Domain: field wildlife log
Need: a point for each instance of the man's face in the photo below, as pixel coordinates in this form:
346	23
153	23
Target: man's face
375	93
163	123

--

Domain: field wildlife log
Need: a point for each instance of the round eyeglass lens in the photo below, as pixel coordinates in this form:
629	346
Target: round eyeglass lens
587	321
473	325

* * *

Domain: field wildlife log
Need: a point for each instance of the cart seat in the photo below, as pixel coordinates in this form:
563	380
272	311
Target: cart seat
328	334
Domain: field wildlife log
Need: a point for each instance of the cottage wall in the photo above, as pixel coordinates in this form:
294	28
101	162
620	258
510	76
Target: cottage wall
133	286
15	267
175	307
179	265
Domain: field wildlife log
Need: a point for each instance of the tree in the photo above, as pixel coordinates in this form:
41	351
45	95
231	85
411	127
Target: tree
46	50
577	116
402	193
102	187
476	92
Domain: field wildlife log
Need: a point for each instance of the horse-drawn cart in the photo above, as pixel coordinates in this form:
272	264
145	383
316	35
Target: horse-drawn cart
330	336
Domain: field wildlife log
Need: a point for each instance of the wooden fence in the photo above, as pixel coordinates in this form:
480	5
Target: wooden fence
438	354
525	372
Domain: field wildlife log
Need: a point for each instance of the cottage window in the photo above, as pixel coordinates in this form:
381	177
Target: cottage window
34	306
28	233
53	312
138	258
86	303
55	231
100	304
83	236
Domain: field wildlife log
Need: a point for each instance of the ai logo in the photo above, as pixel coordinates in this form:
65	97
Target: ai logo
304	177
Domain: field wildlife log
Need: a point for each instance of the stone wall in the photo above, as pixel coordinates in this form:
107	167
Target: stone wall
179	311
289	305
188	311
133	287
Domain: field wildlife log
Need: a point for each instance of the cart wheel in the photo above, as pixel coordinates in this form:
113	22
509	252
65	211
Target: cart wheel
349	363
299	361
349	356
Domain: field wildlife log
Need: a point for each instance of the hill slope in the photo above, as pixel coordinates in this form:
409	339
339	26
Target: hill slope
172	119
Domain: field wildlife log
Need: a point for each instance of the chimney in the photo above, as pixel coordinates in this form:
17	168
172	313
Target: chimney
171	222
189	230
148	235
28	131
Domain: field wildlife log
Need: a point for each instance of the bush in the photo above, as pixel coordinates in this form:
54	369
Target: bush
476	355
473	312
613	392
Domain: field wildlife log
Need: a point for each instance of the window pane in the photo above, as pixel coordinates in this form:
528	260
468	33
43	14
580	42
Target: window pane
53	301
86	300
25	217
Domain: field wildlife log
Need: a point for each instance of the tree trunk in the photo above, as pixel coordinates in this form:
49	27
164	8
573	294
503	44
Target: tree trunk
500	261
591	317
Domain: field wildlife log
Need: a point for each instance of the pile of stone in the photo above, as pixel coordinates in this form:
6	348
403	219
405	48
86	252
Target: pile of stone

#### [WORK INSTRUCTIONS]
Locate each line in the entries above that contains the word "face" and copy those lines.

#### [RIGHT ANSWER]
Need: a point for each instance of the man's face in the photo below, as pixel coordinates in this form:
Target: man's face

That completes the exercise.